## Start

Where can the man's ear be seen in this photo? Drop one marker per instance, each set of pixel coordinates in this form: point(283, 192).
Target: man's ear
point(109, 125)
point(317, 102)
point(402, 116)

## End

*Aim of the task:*
Transcribe the listing above line for line, without any changes.

*Final result:*
Where can the man's ear be seen in this photo? Drop one marker per instance, each set of pixel coordinates in this form: point(283, 192).
Target: man's ear
point(109, 125)
point(317, 102)
point(402, 116)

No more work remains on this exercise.